++++ Entries ++++

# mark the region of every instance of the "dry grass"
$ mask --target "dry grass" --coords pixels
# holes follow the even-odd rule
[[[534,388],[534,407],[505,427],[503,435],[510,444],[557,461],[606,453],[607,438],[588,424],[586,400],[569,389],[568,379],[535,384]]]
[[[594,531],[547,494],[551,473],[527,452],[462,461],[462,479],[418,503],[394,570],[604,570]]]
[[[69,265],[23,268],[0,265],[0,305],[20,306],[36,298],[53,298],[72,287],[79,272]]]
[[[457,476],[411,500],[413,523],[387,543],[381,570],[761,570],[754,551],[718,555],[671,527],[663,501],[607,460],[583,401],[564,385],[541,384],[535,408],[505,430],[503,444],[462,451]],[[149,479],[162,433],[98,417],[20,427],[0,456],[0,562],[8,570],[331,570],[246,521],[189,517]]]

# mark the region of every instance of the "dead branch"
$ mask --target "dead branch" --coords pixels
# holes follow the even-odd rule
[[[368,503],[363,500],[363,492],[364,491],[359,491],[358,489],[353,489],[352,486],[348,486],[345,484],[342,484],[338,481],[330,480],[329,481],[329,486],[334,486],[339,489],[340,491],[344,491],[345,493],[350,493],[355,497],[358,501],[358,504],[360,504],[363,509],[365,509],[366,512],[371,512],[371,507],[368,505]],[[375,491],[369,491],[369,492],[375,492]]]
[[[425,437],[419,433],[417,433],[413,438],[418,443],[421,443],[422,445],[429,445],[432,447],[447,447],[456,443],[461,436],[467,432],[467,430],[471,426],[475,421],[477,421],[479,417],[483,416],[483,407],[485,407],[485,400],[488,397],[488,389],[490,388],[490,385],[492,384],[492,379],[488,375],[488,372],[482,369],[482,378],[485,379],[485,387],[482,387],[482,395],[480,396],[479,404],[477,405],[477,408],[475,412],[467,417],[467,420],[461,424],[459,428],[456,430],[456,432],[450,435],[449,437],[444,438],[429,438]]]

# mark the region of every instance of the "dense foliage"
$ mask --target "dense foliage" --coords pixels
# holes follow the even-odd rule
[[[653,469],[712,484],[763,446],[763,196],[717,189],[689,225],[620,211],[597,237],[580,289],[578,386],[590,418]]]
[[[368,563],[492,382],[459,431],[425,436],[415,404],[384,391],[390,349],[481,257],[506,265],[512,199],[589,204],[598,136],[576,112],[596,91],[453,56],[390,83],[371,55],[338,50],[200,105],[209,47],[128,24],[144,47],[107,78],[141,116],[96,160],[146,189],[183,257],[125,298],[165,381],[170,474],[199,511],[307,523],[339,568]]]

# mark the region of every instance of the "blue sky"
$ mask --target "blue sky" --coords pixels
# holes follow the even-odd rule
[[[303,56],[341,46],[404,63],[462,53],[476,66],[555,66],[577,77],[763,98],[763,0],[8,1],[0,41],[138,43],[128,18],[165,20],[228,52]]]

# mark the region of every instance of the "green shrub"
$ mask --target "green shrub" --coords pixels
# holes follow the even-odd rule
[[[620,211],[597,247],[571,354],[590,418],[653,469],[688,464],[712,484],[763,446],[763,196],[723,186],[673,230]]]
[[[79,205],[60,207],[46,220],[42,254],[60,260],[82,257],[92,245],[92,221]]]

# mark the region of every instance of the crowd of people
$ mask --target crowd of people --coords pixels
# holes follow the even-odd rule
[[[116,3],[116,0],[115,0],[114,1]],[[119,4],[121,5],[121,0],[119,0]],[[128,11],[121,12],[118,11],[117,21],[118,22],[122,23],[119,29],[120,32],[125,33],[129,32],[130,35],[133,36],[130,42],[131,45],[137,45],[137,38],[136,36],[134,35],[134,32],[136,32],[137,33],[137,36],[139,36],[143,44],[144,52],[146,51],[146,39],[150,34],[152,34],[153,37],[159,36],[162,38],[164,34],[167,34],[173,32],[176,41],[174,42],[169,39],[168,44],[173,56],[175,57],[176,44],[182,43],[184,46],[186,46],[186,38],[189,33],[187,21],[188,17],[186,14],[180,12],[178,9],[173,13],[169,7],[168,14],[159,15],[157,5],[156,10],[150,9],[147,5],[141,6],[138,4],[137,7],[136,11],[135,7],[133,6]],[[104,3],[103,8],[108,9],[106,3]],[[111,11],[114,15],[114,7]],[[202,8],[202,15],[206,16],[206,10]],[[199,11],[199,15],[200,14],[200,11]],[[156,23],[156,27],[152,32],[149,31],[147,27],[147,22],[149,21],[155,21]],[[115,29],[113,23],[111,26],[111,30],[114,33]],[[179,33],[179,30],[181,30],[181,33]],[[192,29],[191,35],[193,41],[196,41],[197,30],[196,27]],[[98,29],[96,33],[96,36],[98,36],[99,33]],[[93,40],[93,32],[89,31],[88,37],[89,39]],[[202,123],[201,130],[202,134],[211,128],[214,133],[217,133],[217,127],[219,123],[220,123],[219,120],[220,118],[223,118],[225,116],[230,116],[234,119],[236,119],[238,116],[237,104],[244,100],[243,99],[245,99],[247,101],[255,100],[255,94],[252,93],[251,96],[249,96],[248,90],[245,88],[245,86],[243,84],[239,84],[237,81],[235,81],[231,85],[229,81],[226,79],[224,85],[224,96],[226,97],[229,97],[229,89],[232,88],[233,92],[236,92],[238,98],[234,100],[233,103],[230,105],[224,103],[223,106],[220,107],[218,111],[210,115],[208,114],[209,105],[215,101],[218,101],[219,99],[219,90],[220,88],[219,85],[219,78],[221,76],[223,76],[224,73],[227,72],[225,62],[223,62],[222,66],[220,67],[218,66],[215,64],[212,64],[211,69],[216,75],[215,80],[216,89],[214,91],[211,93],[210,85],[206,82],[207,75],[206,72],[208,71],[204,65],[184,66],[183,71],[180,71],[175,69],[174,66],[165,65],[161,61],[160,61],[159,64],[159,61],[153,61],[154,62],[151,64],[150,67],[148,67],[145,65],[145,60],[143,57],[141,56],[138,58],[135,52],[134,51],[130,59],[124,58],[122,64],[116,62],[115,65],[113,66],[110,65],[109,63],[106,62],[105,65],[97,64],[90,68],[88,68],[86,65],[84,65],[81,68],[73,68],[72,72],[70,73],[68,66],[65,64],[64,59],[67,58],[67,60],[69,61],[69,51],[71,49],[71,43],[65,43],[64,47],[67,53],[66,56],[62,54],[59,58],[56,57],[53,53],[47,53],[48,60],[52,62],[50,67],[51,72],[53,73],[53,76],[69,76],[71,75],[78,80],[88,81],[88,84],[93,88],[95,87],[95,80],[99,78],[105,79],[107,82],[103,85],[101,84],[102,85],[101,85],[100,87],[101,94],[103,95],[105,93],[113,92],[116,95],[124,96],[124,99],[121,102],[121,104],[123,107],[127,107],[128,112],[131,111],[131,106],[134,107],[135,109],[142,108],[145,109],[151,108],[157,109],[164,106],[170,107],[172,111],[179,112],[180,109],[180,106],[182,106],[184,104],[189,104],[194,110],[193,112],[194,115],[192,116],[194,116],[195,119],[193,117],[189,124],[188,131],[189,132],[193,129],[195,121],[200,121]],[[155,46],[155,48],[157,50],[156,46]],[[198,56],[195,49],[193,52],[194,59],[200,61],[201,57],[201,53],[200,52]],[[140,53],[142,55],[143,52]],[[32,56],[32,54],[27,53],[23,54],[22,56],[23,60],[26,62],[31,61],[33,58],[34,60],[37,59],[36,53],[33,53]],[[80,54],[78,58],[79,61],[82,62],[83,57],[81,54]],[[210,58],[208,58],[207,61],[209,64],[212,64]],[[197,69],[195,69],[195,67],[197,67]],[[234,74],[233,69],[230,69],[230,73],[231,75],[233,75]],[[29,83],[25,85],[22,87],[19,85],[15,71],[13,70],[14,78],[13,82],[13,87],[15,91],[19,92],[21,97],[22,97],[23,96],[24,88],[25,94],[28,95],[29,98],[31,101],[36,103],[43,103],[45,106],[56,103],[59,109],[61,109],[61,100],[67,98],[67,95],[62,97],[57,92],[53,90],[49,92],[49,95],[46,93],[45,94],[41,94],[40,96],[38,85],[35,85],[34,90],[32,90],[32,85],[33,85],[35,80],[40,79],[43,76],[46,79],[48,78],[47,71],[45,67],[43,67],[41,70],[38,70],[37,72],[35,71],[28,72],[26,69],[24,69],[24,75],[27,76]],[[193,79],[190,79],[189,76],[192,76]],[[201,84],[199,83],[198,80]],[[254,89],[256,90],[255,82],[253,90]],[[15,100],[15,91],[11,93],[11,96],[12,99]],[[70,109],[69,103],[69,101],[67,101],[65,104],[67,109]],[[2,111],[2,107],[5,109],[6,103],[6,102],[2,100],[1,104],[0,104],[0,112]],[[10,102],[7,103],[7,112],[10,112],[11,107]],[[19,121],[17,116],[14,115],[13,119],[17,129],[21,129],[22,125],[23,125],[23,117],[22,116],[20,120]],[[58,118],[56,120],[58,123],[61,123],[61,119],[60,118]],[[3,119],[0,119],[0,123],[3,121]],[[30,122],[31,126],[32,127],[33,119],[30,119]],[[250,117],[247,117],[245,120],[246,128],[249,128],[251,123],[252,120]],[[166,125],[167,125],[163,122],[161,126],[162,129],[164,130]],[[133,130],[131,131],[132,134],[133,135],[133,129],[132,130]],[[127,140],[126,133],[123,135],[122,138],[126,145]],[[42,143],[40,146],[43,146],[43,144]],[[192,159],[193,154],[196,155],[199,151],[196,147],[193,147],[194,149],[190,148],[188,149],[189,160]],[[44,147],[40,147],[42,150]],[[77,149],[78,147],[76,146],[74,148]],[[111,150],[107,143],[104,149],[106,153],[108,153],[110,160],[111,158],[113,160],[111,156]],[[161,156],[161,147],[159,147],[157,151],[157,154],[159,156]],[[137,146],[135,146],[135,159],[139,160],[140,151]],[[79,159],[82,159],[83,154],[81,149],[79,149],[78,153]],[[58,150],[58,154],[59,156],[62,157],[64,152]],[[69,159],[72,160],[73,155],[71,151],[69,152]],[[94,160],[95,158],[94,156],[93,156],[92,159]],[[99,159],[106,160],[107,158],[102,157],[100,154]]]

++++

→ **Exercise objective**
Gather every line of the material above that contains the string "mark", and copy each of those lines in full.

→ **Answer to the exercise**
# mark the region of every instance of the "dry grass"
# mark the region of every instance of the "dead branch"
# mark the region of every instance of the "dense foliage"
# mark the region of every instance of the "blue sky"
# mark the region of every instance of the "green shrub"
# mark the region of every instance of the crowd of people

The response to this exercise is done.